*SHORT EXERCISE:*
Pull out every line in the entries below that contains the word "blue".

*RECORDS FOR THE EXERCISE:*

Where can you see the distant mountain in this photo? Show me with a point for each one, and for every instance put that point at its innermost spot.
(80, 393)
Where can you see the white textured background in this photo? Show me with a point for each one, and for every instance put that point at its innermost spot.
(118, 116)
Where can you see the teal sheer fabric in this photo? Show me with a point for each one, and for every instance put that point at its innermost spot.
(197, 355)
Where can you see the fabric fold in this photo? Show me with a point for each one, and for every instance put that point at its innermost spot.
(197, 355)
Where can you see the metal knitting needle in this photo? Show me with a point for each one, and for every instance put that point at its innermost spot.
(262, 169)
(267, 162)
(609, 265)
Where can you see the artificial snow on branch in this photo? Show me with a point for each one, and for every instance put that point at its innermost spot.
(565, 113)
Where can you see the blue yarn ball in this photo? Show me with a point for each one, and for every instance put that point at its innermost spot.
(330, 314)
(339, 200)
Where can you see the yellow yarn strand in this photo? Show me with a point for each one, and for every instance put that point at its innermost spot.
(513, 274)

--

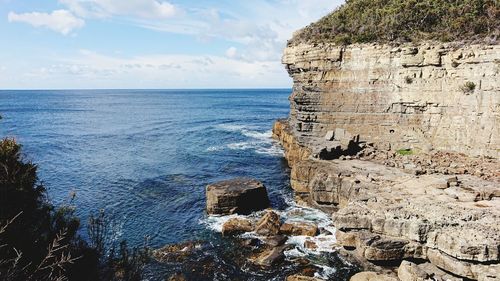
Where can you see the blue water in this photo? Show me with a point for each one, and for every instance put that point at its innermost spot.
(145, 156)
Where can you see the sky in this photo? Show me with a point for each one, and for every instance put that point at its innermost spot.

---

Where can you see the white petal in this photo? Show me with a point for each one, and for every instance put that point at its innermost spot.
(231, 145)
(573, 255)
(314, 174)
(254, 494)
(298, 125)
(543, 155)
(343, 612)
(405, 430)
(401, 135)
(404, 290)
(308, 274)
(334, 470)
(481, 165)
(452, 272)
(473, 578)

*WRITTEN SOLUTION:*
Where can you see the blue yarn ball in this photo? Show me with a point for each one, and for every instance put that point at its innermost spot.
Where can you see the blue water in this photo? Show me with a point for each one, and for every instance put that point at its innermost spot.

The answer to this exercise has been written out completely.